• [DIRECTION]:
Reproduce only the lines of the records starting at the line containing "return mask of snowy field" and ending at the line containing "122 L 102 115", substituting "snow-covered field" for "snowy field" and leaving everything else unchanged.

• [DATASET CONTENT]:
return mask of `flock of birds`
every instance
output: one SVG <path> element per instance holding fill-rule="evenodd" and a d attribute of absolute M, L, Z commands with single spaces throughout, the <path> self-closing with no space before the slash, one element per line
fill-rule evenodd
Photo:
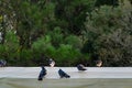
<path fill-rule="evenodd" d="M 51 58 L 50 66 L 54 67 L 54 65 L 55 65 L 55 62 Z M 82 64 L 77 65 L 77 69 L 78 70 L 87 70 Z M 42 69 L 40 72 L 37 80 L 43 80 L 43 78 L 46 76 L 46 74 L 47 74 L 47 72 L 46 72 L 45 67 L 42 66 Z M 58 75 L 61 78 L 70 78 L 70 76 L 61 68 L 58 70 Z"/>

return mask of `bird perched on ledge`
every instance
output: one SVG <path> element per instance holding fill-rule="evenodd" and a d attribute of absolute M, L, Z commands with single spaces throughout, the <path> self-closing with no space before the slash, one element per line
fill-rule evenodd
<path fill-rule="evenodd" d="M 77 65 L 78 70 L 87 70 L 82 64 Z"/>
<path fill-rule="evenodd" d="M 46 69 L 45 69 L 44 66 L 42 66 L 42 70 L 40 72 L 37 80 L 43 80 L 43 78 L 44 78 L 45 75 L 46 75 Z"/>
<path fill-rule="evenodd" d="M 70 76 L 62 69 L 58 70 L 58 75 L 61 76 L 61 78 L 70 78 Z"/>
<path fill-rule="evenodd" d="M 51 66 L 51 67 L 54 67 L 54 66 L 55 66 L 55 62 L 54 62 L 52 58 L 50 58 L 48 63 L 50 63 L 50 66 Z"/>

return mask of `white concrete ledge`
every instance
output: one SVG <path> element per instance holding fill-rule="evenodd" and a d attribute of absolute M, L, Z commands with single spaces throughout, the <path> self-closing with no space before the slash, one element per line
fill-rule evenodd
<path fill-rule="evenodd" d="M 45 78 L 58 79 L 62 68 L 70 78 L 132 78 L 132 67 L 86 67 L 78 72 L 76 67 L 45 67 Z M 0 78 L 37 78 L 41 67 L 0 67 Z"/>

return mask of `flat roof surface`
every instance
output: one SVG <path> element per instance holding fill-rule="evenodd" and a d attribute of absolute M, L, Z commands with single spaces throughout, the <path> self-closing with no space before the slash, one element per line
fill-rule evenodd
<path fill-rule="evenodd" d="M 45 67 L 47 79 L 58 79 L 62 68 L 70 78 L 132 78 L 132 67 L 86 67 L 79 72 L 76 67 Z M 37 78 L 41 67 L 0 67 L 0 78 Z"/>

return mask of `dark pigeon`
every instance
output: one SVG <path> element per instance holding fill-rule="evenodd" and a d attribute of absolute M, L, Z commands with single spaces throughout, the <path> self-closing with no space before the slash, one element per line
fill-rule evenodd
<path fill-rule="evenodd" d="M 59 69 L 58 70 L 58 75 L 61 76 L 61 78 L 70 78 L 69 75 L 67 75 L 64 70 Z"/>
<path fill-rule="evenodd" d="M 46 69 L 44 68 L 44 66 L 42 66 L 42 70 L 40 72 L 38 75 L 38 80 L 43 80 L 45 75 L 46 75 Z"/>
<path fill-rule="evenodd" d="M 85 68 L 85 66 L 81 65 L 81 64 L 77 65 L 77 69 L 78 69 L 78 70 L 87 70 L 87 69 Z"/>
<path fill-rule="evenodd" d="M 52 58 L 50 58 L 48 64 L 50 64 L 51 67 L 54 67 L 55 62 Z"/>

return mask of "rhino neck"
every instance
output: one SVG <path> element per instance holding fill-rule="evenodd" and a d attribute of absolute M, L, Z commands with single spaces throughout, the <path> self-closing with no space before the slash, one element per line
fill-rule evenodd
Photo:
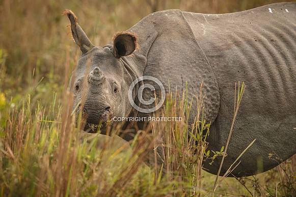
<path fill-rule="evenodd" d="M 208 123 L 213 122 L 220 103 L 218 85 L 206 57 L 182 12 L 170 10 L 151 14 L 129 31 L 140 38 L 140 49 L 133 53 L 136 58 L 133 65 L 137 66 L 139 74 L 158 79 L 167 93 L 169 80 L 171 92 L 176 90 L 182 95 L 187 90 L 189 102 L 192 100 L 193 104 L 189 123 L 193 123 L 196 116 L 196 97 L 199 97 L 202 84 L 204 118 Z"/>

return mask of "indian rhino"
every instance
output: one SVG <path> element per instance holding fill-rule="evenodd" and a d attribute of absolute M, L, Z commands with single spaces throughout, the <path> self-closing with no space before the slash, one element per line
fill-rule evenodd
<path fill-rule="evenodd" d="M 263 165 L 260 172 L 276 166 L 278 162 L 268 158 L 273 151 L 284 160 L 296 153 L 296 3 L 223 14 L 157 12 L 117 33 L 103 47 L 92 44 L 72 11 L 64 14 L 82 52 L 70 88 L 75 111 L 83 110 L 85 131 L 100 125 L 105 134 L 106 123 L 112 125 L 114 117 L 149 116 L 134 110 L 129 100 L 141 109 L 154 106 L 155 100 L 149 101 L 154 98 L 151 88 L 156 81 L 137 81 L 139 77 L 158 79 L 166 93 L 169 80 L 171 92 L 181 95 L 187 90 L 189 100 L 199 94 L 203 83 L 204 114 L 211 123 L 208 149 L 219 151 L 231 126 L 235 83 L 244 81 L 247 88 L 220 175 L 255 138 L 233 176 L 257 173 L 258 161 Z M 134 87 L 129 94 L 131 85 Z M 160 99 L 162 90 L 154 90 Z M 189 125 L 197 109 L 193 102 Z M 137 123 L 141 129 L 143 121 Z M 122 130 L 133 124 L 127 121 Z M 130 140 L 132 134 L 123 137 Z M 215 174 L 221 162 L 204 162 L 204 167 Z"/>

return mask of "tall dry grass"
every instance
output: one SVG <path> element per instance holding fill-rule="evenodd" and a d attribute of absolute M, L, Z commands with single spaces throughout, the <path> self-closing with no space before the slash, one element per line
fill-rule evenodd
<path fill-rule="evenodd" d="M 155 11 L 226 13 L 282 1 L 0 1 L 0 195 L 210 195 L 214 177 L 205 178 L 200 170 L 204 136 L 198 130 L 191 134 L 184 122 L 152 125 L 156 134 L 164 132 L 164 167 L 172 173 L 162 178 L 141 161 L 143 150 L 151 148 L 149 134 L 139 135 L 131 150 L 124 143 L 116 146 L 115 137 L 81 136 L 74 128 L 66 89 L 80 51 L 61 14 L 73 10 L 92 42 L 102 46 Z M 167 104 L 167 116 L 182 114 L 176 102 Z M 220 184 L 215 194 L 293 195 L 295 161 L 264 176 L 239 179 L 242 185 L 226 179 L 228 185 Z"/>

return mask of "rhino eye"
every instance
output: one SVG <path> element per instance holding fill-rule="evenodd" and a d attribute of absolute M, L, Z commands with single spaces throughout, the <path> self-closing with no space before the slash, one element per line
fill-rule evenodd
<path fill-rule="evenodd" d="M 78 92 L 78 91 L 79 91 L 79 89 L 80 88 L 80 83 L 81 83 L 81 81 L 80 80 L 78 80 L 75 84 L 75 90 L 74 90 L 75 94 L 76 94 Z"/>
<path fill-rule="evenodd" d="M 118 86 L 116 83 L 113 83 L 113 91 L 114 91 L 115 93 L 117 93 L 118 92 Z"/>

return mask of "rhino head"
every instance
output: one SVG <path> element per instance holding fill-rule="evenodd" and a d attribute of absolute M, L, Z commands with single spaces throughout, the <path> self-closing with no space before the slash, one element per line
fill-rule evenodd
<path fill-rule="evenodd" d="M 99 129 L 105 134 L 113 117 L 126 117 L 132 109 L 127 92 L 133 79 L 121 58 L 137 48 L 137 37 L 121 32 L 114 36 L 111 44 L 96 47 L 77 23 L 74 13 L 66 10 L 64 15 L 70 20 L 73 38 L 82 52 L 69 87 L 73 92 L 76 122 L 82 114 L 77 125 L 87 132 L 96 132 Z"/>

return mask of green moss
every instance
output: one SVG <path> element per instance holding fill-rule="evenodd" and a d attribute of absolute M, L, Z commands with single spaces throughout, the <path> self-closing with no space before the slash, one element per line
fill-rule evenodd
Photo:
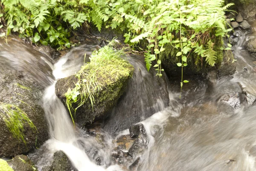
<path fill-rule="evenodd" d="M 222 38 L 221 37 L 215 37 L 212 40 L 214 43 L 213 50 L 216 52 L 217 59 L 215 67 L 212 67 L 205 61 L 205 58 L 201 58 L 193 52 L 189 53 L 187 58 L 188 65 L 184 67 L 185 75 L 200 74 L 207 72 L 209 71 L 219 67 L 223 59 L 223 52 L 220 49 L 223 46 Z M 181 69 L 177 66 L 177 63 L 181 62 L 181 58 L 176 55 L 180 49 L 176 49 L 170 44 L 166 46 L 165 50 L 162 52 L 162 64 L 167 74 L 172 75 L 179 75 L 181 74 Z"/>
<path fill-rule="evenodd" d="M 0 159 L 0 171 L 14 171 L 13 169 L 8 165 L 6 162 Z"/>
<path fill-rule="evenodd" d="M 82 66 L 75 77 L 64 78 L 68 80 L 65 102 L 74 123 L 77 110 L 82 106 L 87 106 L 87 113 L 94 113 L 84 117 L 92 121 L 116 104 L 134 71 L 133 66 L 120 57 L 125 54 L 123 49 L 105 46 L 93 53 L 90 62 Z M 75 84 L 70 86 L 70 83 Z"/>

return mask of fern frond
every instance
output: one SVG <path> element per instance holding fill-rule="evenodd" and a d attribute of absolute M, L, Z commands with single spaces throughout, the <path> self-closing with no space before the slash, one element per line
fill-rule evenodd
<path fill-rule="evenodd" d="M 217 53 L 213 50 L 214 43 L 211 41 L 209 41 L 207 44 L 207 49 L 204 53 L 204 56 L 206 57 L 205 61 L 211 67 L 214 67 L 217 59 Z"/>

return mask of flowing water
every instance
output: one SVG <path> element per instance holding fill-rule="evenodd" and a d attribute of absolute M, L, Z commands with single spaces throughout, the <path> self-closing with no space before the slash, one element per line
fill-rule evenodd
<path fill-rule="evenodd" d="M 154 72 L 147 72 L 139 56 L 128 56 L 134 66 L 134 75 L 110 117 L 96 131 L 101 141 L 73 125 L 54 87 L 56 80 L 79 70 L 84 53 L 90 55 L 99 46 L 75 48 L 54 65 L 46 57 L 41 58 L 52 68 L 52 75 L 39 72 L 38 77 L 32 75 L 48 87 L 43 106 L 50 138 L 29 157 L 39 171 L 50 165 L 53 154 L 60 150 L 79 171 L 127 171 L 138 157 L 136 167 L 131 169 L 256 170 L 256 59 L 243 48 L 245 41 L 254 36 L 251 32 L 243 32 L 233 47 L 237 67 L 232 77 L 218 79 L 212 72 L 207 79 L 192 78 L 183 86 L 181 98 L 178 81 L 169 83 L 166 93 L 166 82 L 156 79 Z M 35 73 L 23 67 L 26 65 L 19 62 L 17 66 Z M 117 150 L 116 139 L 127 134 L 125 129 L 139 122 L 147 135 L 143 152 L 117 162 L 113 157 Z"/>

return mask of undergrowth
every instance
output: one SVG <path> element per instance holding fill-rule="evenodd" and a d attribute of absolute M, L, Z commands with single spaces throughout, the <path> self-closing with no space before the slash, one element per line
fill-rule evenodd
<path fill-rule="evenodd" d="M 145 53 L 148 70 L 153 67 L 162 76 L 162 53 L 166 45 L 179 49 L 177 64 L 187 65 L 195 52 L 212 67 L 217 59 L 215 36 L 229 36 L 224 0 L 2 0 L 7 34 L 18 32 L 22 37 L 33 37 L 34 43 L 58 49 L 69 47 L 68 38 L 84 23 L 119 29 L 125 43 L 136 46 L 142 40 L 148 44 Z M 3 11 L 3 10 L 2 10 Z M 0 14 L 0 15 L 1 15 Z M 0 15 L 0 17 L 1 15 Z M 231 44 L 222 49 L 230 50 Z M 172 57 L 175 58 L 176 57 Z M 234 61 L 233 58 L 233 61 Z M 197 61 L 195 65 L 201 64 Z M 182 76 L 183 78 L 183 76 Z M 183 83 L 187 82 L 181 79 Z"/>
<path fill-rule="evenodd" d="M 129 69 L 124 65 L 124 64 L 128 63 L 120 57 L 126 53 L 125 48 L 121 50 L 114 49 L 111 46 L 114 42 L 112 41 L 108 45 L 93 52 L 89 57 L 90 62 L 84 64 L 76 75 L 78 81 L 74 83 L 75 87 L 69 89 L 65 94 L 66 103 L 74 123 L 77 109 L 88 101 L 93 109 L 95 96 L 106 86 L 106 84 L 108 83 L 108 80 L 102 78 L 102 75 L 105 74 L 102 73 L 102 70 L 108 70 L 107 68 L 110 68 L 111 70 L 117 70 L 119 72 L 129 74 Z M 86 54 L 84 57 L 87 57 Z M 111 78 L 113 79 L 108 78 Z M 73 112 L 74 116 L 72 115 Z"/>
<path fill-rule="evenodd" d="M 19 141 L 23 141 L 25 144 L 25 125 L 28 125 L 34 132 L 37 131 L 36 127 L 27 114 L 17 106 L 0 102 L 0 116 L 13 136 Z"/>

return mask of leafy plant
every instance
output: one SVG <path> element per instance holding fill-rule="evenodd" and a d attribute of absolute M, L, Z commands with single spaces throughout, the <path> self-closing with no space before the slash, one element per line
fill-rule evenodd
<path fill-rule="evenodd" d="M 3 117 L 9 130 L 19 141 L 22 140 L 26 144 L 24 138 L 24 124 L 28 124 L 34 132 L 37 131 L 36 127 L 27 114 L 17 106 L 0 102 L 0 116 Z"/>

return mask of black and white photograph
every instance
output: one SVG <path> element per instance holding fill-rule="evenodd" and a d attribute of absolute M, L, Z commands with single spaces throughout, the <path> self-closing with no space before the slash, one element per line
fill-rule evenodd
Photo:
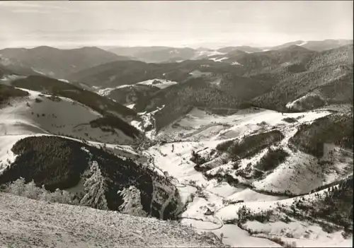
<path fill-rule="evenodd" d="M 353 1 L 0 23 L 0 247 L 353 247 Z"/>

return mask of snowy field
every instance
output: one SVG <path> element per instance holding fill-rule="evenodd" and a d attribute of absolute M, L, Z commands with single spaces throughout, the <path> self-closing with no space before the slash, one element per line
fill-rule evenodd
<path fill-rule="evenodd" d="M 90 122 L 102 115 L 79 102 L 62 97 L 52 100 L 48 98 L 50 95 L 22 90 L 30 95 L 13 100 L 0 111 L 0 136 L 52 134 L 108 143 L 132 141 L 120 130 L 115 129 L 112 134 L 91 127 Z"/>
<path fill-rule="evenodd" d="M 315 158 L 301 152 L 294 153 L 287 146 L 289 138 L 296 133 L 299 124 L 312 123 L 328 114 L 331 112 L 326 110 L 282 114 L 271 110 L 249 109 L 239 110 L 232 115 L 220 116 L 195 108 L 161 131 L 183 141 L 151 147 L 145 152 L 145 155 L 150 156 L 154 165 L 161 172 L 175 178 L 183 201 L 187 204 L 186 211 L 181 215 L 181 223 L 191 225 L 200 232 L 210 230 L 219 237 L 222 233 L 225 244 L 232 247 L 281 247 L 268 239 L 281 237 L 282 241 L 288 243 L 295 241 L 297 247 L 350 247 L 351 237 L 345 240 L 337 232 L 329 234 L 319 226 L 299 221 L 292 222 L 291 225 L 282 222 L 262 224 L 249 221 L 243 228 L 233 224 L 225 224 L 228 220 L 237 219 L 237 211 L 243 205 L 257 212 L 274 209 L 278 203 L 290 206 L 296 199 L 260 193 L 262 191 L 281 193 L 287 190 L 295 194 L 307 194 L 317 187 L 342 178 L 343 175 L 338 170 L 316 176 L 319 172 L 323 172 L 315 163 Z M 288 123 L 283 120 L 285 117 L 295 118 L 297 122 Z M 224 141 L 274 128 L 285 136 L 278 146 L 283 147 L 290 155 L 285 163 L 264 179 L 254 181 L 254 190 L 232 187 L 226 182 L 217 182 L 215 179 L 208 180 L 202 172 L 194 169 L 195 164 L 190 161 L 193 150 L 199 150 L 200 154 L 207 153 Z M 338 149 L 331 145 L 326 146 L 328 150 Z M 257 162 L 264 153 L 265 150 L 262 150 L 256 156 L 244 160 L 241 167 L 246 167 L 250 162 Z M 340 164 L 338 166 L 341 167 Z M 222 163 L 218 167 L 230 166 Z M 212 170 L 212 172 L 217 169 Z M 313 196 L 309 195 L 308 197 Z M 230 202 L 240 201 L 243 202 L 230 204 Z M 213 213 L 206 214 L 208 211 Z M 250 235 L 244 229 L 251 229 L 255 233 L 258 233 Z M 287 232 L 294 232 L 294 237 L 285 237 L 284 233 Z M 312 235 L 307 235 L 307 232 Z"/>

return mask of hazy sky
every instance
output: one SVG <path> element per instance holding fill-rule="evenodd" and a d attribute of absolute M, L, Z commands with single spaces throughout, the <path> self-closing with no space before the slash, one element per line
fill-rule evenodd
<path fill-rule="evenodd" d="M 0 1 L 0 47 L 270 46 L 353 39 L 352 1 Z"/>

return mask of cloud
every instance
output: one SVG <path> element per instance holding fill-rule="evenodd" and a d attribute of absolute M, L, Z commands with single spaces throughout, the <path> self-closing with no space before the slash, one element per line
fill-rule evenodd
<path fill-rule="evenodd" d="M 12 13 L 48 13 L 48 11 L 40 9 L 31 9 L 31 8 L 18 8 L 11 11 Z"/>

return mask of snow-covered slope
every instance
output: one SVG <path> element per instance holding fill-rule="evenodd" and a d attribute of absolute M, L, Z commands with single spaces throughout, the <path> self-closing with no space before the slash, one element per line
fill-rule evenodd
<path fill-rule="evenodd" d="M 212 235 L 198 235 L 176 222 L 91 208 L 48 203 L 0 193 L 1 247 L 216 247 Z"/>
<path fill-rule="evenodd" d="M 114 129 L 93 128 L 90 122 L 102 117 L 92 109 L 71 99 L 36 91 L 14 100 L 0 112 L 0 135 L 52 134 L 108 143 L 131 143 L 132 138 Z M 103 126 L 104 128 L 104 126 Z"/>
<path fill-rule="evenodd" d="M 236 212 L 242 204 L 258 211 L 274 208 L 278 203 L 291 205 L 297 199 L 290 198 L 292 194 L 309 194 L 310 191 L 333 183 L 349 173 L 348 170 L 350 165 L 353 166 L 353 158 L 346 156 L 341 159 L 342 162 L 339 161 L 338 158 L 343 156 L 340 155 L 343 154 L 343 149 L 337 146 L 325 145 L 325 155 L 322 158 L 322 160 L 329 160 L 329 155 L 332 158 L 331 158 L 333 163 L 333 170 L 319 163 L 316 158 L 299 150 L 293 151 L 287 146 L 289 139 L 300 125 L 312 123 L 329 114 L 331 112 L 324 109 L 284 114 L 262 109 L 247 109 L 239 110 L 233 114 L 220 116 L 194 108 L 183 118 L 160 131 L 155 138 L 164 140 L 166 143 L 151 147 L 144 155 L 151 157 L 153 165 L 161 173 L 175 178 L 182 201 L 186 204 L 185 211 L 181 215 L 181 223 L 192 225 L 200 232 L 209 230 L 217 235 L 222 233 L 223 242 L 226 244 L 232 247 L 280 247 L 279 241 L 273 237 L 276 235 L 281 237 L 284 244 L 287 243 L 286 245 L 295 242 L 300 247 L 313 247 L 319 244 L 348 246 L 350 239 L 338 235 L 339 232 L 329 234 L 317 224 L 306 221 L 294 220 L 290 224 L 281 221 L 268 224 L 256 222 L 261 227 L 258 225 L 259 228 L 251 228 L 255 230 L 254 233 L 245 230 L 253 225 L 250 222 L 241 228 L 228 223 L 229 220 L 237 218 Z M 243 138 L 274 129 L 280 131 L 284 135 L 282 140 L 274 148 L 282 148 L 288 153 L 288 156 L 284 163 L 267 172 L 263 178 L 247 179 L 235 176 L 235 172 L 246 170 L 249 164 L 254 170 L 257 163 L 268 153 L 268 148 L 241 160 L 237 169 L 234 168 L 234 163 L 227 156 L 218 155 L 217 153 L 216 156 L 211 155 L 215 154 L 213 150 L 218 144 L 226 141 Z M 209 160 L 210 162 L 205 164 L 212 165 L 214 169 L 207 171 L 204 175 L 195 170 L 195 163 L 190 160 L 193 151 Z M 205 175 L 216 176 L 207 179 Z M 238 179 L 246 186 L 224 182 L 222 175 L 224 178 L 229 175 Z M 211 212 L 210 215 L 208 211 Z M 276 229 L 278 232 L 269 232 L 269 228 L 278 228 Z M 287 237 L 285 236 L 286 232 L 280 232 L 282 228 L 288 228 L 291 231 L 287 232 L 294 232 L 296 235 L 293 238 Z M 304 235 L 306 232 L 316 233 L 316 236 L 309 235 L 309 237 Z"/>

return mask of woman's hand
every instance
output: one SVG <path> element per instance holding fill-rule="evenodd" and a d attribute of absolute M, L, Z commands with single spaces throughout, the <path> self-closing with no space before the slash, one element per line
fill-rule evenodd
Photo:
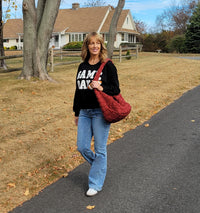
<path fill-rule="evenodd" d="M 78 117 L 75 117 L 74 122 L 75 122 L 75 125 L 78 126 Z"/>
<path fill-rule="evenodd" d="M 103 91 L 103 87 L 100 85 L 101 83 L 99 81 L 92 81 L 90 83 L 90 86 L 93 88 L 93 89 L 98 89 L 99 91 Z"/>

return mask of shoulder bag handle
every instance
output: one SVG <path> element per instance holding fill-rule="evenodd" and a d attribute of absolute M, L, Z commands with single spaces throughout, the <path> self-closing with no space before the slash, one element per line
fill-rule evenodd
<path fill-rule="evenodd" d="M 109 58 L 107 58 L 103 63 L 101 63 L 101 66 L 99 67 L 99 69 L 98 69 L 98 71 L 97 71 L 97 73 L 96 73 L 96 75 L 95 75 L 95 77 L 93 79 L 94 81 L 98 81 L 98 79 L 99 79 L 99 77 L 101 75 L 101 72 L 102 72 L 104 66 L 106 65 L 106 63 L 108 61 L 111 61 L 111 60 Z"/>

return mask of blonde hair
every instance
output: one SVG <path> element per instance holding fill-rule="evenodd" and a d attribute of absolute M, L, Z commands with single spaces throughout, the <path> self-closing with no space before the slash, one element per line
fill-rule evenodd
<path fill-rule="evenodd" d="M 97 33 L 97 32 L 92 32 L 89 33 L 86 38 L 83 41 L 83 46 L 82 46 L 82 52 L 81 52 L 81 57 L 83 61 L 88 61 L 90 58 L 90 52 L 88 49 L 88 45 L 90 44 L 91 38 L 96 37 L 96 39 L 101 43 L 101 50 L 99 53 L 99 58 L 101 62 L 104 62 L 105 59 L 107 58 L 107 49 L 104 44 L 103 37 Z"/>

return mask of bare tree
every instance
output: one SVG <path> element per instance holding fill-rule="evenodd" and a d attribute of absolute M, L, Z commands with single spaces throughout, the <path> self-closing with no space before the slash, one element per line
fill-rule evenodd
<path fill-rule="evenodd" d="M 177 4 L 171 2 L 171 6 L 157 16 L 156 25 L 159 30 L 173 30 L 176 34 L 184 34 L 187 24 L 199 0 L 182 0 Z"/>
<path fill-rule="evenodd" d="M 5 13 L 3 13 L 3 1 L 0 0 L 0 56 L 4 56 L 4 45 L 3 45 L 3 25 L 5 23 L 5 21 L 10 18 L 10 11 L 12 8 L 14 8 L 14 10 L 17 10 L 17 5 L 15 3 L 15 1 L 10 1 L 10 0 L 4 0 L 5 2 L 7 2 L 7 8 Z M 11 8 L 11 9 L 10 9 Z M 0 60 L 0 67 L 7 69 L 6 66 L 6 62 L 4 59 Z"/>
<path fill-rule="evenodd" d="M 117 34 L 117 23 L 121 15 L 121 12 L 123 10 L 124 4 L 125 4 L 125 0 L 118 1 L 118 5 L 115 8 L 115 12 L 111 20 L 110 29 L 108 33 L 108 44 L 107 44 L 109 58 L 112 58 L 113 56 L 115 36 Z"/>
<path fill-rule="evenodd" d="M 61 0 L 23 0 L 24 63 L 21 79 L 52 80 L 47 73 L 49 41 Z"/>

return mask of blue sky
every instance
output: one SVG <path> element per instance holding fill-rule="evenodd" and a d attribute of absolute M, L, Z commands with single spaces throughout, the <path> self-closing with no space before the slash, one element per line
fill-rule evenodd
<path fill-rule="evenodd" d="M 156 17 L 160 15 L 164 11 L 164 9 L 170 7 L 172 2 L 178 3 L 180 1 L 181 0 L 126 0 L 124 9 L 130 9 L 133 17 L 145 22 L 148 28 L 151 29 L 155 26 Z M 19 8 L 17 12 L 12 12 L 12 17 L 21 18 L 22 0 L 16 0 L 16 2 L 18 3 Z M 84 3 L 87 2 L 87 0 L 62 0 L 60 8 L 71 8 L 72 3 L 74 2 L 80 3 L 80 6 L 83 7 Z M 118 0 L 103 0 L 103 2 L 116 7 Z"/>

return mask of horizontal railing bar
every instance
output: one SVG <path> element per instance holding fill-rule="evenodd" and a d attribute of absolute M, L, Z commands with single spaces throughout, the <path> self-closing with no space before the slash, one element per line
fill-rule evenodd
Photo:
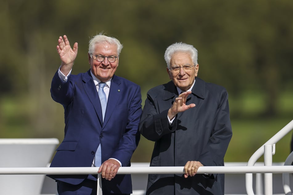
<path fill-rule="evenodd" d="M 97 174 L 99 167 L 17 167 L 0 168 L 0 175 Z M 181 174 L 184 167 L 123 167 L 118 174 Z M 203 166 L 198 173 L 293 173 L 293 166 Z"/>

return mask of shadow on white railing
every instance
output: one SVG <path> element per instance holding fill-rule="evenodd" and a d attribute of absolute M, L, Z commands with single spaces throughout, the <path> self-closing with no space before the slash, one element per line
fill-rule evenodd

• [OUTPUT FOR THIS TASK]:
return mask of snow-covered field
every instance
output: one SVG <path> element per instance holding fill-rule="evenodd" and a d attribute of absolute M, L, Z commands with single spaces throughout, the <path> self-closing with no space before the slash, one element per line
fill-rule evenodd
<path fill-rule="evenodd" d="M 90 122 L 102 115 L 79 102 L 62 97 L 52 100 L 48 98 L 50 95 L 22 90 L 30 95 L 13 100 L 0 111 L 0 136 L 52 134 L 108 143 L 132 141 L 120 130 L 115 129 L 112 134 L 91 127 Z"/>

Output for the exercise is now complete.